Stored records:
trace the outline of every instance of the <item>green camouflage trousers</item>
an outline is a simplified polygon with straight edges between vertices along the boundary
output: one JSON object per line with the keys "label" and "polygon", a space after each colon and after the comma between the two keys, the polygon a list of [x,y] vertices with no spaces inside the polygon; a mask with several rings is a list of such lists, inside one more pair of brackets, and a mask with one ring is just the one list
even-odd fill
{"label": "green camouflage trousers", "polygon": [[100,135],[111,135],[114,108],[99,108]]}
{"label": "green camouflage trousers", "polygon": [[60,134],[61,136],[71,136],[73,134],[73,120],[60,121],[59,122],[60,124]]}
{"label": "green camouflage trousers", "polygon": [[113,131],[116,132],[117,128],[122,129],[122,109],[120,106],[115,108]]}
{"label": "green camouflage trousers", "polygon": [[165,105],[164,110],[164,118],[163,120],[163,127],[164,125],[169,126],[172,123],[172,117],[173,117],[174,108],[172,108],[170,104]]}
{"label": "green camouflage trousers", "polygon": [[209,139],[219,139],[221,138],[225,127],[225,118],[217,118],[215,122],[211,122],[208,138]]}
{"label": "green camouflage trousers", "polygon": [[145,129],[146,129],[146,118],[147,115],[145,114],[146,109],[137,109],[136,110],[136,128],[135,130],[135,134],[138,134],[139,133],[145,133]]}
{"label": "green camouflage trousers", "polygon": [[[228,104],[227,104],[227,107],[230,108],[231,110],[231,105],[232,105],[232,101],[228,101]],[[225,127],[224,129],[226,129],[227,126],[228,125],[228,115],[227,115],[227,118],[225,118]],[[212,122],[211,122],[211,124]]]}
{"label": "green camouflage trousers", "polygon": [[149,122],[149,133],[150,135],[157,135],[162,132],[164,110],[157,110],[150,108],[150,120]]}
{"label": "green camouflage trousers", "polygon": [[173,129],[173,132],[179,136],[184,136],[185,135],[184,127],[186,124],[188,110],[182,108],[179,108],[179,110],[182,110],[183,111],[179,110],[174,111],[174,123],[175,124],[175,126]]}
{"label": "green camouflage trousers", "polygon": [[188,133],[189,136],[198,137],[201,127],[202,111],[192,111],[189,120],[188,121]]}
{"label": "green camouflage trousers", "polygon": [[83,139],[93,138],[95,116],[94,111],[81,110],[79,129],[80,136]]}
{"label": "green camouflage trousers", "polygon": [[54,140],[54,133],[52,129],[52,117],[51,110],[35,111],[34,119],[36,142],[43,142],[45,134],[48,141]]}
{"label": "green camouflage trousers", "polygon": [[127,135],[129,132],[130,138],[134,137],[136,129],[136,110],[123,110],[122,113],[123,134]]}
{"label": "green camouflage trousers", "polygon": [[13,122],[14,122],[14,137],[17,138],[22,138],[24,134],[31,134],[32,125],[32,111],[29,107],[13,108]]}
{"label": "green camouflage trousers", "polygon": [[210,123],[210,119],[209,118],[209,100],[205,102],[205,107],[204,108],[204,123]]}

> _Task requirements_:
Please show every line of the rows above that contains the word "with".

> _Answer_:
an outline is a simplified polygon with straight edges between vertices along the boundary
output: one JSON object per line with the keys "label" and "polygon", a space after each colon and after the comma between the two keys, the polygon a list of [x,y] vertices with no spaces inside the polygon; a mask with several rings is a list of such lists, inside one more pair of brackets, and a mask with one ring is just the one list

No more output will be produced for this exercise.